Assignment:
Make your reply a word-for-word repeat of the records.

(Collection entries)
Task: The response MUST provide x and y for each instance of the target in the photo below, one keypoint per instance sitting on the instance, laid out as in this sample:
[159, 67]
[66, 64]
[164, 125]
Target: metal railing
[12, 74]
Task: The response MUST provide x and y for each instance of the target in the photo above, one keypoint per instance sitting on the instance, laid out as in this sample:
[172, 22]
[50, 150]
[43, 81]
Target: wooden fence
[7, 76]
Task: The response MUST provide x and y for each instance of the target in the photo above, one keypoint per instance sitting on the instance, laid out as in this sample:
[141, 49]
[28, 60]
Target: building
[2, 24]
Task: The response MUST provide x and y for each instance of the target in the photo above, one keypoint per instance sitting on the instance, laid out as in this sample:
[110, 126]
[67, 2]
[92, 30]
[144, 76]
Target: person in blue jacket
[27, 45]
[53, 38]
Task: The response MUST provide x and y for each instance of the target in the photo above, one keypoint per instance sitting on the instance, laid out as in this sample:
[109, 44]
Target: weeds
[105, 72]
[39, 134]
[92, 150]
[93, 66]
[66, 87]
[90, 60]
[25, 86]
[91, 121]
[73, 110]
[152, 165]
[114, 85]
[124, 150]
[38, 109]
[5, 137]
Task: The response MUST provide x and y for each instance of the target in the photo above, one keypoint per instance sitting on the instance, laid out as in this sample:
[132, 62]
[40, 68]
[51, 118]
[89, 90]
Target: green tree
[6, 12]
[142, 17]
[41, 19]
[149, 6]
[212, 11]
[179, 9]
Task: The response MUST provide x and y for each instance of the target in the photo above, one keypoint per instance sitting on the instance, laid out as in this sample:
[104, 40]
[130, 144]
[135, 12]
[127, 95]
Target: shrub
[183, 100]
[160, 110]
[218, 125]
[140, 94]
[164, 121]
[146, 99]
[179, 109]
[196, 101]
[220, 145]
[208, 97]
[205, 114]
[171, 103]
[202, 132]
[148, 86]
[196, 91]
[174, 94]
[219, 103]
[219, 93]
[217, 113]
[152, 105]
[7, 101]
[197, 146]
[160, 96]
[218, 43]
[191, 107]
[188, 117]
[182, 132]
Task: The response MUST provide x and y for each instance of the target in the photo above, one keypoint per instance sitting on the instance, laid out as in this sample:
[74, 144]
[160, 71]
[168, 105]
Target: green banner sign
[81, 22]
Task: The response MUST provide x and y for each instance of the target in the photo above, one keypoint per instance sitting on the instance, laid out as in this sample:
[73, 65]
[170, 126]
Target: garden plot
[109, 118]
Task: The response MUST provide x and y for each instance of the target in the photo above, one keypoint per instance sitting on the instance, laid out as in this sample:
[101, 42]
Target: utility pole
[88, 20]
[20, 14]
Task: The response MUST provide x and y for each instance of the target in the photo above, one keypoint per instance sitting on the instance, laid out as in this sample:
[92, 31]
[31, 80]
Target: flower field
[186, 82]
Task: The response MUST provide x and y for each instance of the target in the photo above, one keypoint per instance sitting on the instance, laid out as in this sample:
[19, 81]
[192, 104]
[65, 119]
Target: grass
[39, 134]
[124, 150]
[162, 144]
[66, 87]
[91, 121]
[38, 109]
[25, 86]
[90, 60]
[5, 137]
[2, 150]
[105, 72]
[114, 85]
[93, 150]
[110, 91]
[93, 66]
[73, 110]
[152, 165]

Task solution:
Task: The response MUST provide x and y for each instance of the target in the photo below, one keypoint per instance sitting on the instance, laid out as in this sample:
[159, 67]
[66, 64]
[164, 125]
Target: metal railing
[12, 74]
Task: The response MUST provide x and y for each instance of the target in the photo above, one keypoint per instance sitting on the instance, laid out as in this sample:
[172, 22]
[50, 150]
[43, 81]
Target: wooden fence
[7, 76]
Task: The response MUST provide x and y for each instance of the target in the photo above, one keypoint per instance sitting on the instance, laid out as in this sample:
[141, 49]
[28, 60]
Target: building
[2, 24]
Task: The response MUST provide x and y for each instance of the target in the photo above, one keypoint per instance sitting on the instance, laid out as in this sample:
[110, 126]
[67, 2]
[92, 30]
[144, 76]
Target: person in blue jacket
[27, 45]
[53, 38]
Task: The response MUST provide x and y for each instance of the target in the photo above, one keypoint per instance sitting on the instance, laid out as in this sample:
[109, 44]
Target: weeds
[105, 72]
[39, 134]
[92, 150]
[93, 66]
[66, 87]
[90, 60]
[25, 86]
[91, 121]
[73, 110]
[152, 165]
[114, 85]
[124, 150]
[38, 109]
[5, 137]
Task: The response MUST provide x and y for each instance of the target in the photo above, one keypoint per instance sitting on the instance, laid out as in this sample:
[132, 62]
[40, 68]
[51, 118]
[89, 90]
Target: green tree
[6, 12]
[142, 17]
[41, 19]
[149, 6]
[212, 11]
[179, 9]
Task: The response MUST provide x and y for each instance of the target in the photo above, one keypoint per instance sitting on the instance, laid out as in this sample:
[104, 40]
[130, 144]
[135, 12]
[127, 95]
Target: shrub
[183, 100]
[160, 110]
[218, 125]
[140, 94]
[164, 121]
[146, 99]
[179, 109]
[196, 101]
[220, 145]
[208, 97]
[205, 114]
[171, 103]
[202, 132]
[148, 86]
[196, 91]
[174, 94]
[219, 103]
[219, 93]
[217, 113]
[152, 105]
[7, 101]
[197, 146]
[160, 96]
[218, 43]
[191, 107]
[188, 117]
[182, 132]
Task: The response MUST provide x and y for each instance of the target in the photo above, one keypoint per instance sitting on the instance, laid out as in this sample:
[74, 144]
[160, 71]
[168, 105]
Target: green banner sign
[81, 22]
Task: The response MUST provide x and y for each instance of the target in the photo above, one keypoint per instance sitting on the instance, laid out as in this sample:
[73, 65]
[170, 126]
Target: garden plot
[109, 118]
Task: The response MUST provide x and y for each instance of the target in the photo above, one keypoint per instance sitting on the instance, laid out as in this sample:
[101, 42]
Target: utility pole
[88, 20]
[20, 14]
Task: The response MUST provide x and y for each instance of the target in the photo above, one keypoint per instance sitting on the instance, laid out as in this sample:
[92, 31]
[31, 80]
Target: flower field
[186, 82]
Task: The response MUST provide x and y for each instance of the target in the photo above, one keypoint per instance sitting on the instance, laid out as in this sample:
[19, 81]
[192, 104]
[65, 119]
Target: grass
[39, 134]
[124, 150]
[162, 144]
[66, 87]
[91, 121]
[38, 109]
[25, 86]
[90, 60]
[5, 137]
[2, 150]
[105, 72]
[114, 85]
[93, 150]
[110, 91]
[93, 66]
[73, 110]
[152, 165]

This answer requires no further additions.